Passage —
◇ ◇ ◇ ◇ ◇ ◇ ◇

# Life is good on the Island today



## curmudgeon (Nov 1, 2022)

"Move to the Island.", they said. "You'll love it." , they said.

We'll, I do love living here, but it does come with some challenges.  I can happily go a year and longer and not have cause to leave, but if you want international air travel be prepared for much extra $ and time.  Or, if you need to drive to the mainland, pour yourself an extra dose of patience.

The 95 minute ferry ride has beautiful scenery for most of the voyage, but the ferry waits have gotten more than a bit tiresome.  Reservations for this morning's trip were sold out by the time I got everything confirmed with the seller yesterday, so I arrived 90 minutes early for a 95 minute trip and then sweat the "possible wait" status until boarded.  A missed ferry today would cost an extra 2 hours. 

I won the the lottery on the way home though.  The highway signs on the freeway around 1:30 advised that they were now selling tickets for the 5:00 ferry.  When I arrived at the ticket both around 2:15, the sign said "possible wait".  I assumed  that was for the 5:00 and started reconciling myself to wait for the 7:00 PM boat.  The 3:00 boat was late and seemed to take forever to load.  As the lanes beside me emptied, I began to wonder... As my lane started to move, I began to hope... As I approached the traffic controller, I chanted in my head, "Don't make eye contact.  Do NOT make eye contact."  Dang; I looked at him; he looked at me; we made eye contact; I waved hopefully... He waved me onwards, then stepped in front of the next car with his baton raised to indicate "STOP".  I was the last one allowed on.

Yay, my "new to me" lathe is safely on the truck and we're safely on our way home before dark.

Life is good on the Island today.


----------



## YotaBota (Nov 1, 2022)

curmudgeon said:


> I was the last one allowed on.


Been there, have also been on the other side of the "STOP" sign. My Dad was late for his own funeral because we were on the wrong side of the stop. On a brighter note we were the first ones on the next boat.
Hope you made it the rest of the way safe and the lathe is in the garage.


----------



## curmudgeon (Nov 1, 2022)

YotaBota said:


> Been there, have also been on the other side of the "STOP" sign. My Dad was late for his own funeral because we were on the wrong side of the stop. On a brighter note we were the first ones on the next boat.
> Hope you made it the rest of the way safe and the lathe is in the garage.

◇ ◇ ◇ ◇ ◇ ◇ ◇

Material provided —
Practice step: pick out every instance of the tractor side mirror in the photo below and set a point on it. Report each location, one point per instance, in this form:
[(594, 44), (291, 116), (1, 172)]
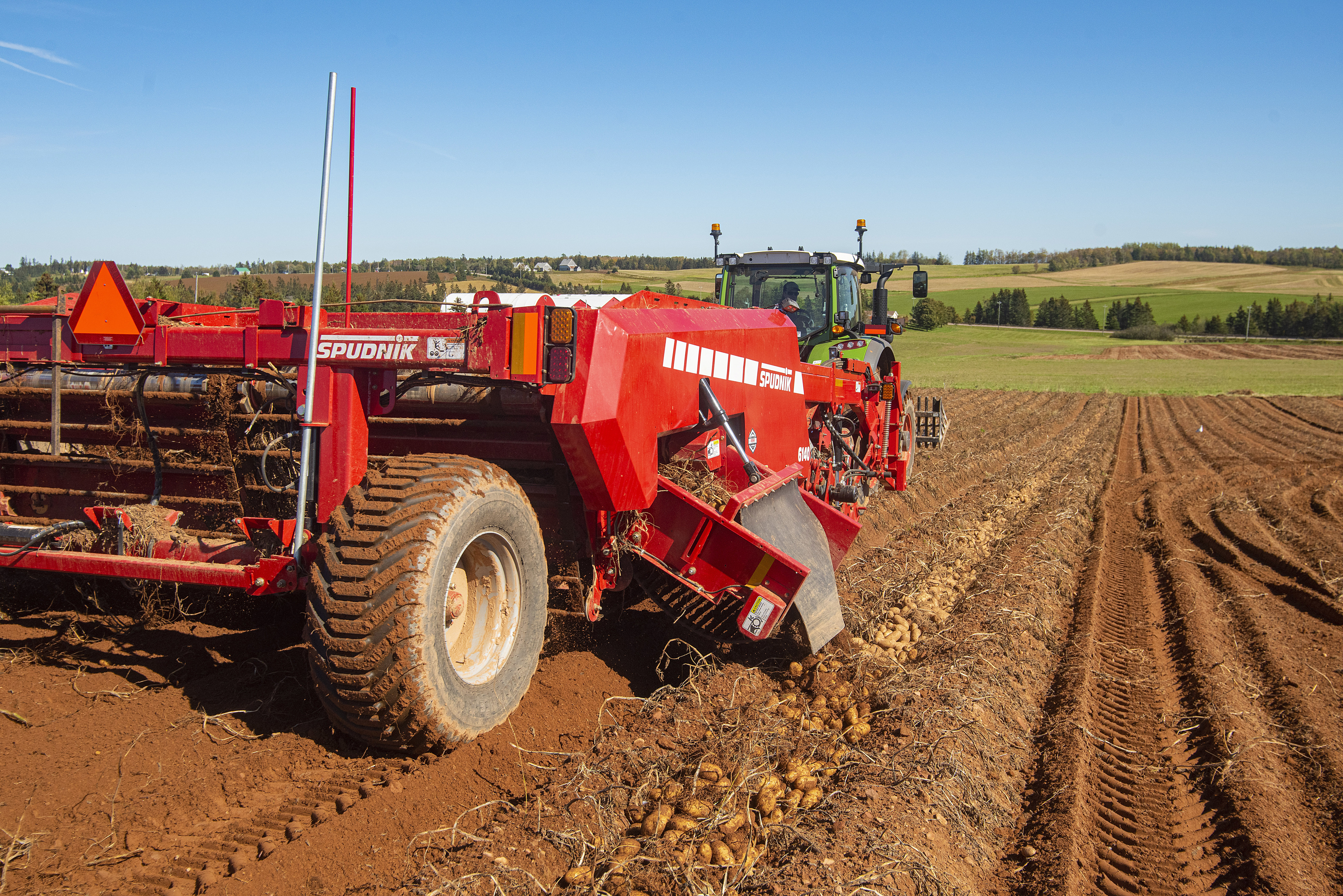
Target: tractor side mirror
[(920, 284)]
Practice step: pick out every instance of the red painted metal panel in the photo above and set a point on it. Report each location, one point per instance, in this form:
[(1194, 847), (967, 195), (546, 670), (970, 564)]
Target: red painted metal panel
[(127, 568), (634, 383), (344, 444), (687, 534)]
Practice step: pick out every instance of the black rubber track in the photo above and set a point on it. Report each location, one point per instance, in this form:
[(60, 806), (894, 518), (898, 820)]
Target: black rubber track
[(375, 604)]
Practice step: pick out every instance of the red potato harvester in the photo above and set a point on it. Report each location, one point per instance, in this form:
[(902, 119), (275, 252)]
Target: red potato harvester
[(463, 467)]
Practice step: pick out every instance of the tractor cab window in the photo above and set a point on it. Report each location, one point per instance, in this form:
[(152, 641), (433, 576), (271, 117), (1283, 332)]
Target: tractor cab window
[(847, 295), (771, 287)]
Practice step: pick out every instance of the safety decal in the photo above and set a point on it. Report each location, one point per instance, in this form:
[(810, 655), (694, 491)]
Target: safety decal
[(364, 348), (758, 617), (724, 366), (438, 348)]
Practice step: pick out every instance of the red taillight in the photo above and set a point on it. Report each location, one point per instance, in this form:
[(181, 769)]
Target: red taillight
[(559, 365)]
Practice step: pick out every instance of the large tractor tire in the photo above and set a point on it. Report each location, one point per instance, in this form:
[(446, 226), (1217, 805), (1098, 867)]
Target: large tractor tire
[(426, 606)]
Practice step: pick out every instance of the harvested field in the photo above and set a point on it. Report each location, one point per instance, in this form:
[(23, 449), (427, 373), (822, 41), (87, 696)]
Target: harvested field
[(1114, 667)]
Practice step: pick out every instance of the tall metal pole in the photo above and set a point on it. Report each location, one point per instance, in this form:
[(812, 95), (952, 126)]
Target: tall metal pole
[(350, 225), (305, 459), (57, 342)]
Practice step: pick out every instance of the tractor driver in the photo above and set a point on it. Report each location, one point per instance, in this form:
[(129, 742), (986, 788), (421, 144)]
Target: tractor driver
[(790, 307)]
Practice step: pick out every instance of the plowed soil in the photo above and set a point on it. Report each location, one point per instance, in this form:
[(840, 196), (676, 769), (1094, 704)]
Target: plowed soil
[(1121, 675)]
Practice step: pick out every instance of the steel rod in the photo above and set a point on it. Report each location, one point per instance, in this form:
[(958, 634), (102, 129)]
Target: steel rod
[(305, 464), (350, 221)]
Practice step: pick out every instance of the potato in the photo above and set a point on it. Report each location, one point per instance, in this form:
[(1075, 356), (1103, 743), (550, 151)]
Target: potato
[(681, 823), (656, 821), (578, 876), (734, 825), (695, 808)]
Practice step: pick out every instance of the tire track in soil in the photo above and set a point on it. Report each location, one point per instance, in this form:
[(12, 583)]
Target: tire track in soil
[(203, 860), (1135, 820)]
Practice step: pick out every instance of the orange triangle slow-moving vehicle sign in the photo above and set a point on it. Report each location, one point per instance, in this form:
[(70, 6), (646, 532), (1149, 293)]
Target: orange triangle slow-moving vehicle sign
[(105, 314)]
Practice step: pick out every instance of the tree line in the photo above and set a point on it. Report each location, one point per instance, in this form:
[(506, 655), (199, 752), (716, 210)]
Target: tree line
[(1103, 256), (1319, 318), (1009, 308)]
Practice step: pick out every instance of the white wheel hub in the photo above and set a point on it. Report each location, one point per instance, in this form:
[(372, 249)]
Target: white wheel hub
[(483, 608)]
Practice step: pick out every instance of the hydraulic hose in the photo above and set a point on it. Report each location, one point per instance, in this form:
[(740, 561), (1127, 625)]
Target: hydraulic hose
[(266, 452), (49, 532)]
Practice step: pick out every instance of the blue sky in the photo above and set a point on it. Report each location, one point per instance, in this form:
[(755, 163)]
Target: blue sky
[(191, 134)]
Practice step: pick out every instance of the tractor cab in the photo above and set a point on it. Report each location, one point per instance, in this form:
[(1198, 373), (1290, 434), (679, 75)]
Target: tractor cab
[(820, 293)]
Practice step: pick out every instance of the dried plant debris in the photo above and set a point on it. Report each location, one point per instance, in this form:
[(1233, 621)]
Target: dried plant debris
[(699, 480)]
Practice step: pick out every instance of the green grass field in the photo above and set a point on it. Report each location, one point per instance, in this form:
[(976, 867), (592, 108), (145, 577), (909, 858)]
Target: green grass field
[(1036, 361), (1168, 306)]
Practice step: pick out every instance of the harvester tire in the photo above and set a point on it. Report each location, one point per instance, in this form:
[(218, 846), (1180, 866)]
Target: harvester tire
[(426, 605)]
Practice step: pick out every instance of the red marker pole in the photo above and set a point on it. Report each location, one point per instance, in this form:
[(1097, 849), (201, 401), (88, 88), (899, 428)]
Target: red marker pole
[(350, 225)]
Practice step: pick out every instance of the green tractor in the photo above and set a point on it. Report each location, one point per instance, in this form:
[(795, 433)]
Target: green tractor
[(820, 292)]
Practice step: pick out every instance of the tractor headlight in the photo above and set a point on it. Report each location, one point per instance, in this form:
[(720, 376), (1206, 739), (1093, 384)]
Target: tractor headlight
[(558, 356), (559, 363), (559, 326)]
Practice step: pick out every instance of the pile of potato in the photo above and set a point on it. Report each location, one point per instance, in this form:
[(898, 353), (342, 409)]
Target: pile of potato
[(895, 637), (714, 813)]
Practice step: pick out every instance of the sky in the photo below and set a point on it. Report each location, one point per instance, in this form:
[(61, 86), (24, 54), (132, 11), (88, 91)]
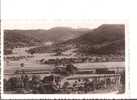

◇ ◇ ◇ ◇ ◇ ◇ ◇

Tasks to perform —
**a.** In the island ferry thread, how early did the first poster arrive for the morning ferry?
**b.** Pick up the forum thread about the island ferry from where it stops.

Responses by task —
**a.** 90 minutes early.

**b.**
Thanks Mike - I got everything off the truck and stacked in a pile; closed the garage door at 7:30.  Can't decide between taking a nap or going to bed.  The dead centres, most of the change gears and the chip tray still have their factory wrappings on.  The seller mostly used the lathe to turn stainless bushings for motorcycle restorations. 

We also seem to be on the wrong side of the "STOP" signal too often; we call ourselves "3'rd loser" when we're left behind and are 3'rd to board the next boat.


----------



## jcdammeyer (Nov 1, 2022)

I've been second to get on and last to get off.  There is no rhyme or reason to the ferry.


----------



## David_R8 (Nov 1, 2022)

Congrats!


----------



## Chicken lights (Nov 1, 2022)

I’ll never understand island life, I don’t think it’s a bad thing but the ferry rules and times make it onerous. I’m guessing as mentioned you learn to live with the procedures. 

We need pictures of the new machinery once it’s unwrapped and home please


----------



## jcdammeyer (Nov 2, 2022)

Chicken lights said:


> I’ll never understand island life, I don’t think it’s a bad thing but the ferry rules and times make it onerous. I’m guessing as mentioned you learn to live with the procedures.
> 
> We need pictures of the new machinery once it’s unwrapped and home please


Digikey, Mouser etc. 1 to 3 day delivery.  Amazon 1 to 3 day delivery.  Aliexpress doesn't seem any different than anywhere else in the country.  Because we no longer have a pick and place PCB assembly shop on the island I have to travel to Coquitlam and I did that a lot this summer.  But then it's right by IKEA and used to be by BusyBee Tools.  KBC could be on the way back to the ferry terminal if needed.

Past that it's not really a lot different than living in Edmonton or Arnhem (The Netherlands).  

A number of years ago now I rented a Cessna 172, piled the kids into the back seats, my wife into the right seat and we flew to Tofino which is normally a 5 to 6 hour drive.  Walked to the beach, had a picnic lunch and put our toes into Pacific on the west coast of the island.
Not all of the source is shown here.